Collected data entries:
- - - -

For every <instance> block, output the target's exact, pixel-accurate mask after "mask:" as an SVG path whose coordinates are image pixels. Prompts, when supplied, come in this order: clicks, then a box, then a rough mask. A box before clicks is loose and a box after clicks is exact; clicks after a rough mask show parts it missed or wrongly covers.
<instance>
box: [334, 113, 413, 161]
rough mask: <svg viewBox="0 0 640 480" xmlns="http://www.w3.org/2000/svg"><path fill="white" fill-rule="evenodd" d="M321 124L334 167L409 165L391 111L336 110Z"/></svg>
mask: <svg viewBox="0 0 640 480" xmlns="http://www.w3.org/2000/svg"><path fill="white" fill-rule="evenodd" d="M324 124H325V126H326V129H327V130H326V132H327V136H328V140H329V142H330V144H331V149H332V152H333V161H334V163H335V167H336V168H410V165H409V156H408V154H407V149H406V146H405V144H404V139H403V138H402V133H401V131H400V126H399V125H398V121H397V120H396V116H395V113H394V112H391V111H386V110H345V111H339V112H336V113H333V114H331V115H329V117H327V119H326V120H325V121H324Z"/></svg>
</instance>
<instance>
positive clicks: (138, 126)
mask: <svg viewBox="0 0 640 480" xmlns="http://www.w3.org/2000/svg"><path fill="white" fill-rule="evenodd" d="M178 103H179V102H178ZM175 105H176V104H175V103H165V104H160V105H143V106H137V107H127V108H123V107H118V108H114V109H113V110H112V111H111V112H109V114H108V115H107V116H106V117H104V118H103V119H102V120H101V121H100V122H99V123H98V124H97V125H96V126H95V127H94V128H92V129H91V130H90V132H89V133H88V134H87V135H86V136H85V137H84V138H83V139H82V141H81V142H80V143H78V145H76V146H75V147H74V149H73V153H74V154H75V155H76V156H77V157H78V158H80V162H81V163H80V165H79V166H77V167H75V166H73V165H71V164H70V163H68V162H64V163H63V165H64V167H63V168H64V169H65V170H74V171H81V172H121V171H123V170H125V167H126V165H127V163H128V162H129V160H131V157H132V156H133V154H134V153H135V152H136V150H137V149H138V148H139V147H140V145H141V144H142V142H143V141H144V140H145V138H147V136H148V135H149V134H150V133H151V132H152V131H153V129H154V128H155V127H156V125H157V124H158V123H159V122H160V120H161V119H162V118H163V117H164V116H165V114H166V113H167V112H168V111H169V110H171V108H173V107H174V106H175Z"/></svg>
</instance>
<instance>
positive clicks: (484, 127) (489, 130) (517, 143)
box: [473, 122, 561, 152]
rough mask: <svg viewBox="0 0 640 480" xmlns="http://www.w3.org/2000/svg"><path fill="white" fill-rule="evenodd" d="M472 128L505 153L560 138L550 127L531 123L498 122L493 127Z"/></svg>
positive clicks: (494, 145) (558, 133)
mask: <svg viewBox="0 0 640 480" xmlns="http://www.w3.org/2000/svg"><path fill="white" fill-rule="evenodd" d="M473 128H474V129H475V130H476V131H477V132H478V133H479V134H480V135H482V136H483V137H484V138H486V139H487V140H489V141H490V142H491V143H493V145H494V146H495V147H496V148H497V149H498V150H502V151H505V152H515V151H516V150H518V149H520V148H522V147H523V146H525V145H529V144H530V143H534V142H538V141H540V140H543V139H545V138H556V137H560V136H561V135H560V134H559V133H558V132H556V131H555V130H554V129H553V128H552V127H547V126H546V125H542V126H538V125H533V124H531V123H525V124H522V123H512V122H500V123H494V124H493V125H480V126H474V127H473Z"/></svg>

- - - -

## [Activity]
Turn the records above into a Markdown table with the columns Row and Line. Number each line in order and put it in its own row, skipping any blank lines.

## [Answer space]
| Row | Line |
|---|---|
| 1 | For every <instance> block, output the target's exact, pixel-accurate mask after "mask:" as an SVG path whose coordinates are image pixels. Prompts, when supplied, come in this order: clicks, then a box, then a rough mask. A box before clicks is loose and a box after clicks is exact; clicks after a rough mask show parts it missed or wrongly covers. |
| 2 | <instance> |
| 3 | box: [334, 113, 413, 161] |
| 4 | rough mask: <svg viewBox="0 0 640 480" xmlns="http://www.w3.org/2000/svg"><path fill="white" fill-rule="evenodd" d="M321 124L334 167L409 165L391 111L336 110Z"/></svg> |
| 5 | mask: <svg viewBox="0 0 640 480" xmlns="http://www.w3.org/2000/svg"><path fill="white" fill-rule="evenodd" d="M324 124H325V126H326V129H327V130H326V132H327V136H328V140H329V142H330V144H331V149H332V152H333V161H334V163H335V167H336V168H410V165H409V156H408V154H407V149H406V146H405V144H404V139H403V138H402V133H401V131H400V126H399V125H398V121H397V120H396V116H395V113H394V112H391V111H386V110H345V111H339V112H336V113H333V114H331V115H329V117H327V119H326V120H325V121H324Z"/></svg> |
| 6 | </instance> |
| 7 | <instance> |
| 8 | positive clicks: (138, 126) |
| 9 | mask: <svg viewBox="0 0 640 480" xmlns="http://www.w3.org/2000/svg"><path fill="white" fill-rule="evenodd" d="M178 103H179V102H178ZM175 105H176V104H175V103H165V104H160V105H143V106H137V107H127V108H123V107H118V108H114V109H113V110H112V111H111V112H109V114H108V115H107V116H106V117H104V118H103V119H102V120H101V121H100V122H99V123H98V124H97V125H96V126H95V127H94V128H92V129H91V130H90V132H89V133H88V134H87V135H86V136H85V137H84V138H83V139H82V141H81V142H80V143H78V145H76V146H75V147H74V149H73V153H74V154H75V155H76V156H77V157H78V158H80V162H81V163H80V165H79V166H77V167H75V166H73V165H71V164H70V163H68V162H64V163H63V165H64V167H63V168H64V169H65V170H74V171H81V172H121V171H123V170H125V167H126V165H127V163H128V162H129V160H131V157H132V156H133V154H134V153H135V152H136V150H137V149H138V148H139V147H140V145H141V144H142V142H143V141H144V140H145V138H147V136H148V135H149V134H150V133H151V132H152V131H153V129H154V128H155V127H156V125H157V124H158V123H159V122H160V120H161V119H162V118H163V117H164V116H165V114H166V113H167V112H168V111H169V110H171V108H173V107H174V106H175Z"/></svg> |
| 10 | </instance> |
| 11 | <instance> |
| 12 | positive clicks: (484, 127) (489, 130) (517, 143) |
| 13 | box: [473, 122, 561, 152] |
| 14 | rough mask: <svg viewBox="0 0 640 480" xmlns="http://www.w3.org/2000/svg"><path fill="white" fill-rule="evenodd" d="M472 128L505 153L560 138L550 127L531 123L498 122L493 127Z"/></svg> |
| 15 | positive clicks: (494, 145) (558, 133) |
| 16 | mask: <svg viewBox="0 0 640 480" xmlns="http://www.w3.org/2000/svg"><path fill="white" fill-rule="evenodd" d="M473 128H474V129H475V130H476V131H477V132H478V133H479V134H480V135H482V136H483V137H484V138H486V139H487V140H489V141H490V142H491V143H493V145H494V146H495V147H496V148H497V149H498V150H502V151H505V152H515V151H516V150H518V149H520V148H522V147H523V146H525V145H529V144H530V143H534V142H538V141H540V140H543V139H545V138H556V137H560V136H561V135H560V134H559V133H558V132H556V131H555V130H554V129H553V128H552V127H547V126H546V125H542V126H538V125H533V124H531V123H525V124H522V123H512V122H500V123H494V124H493V125H480V126H474V127H473Z"/></svg> |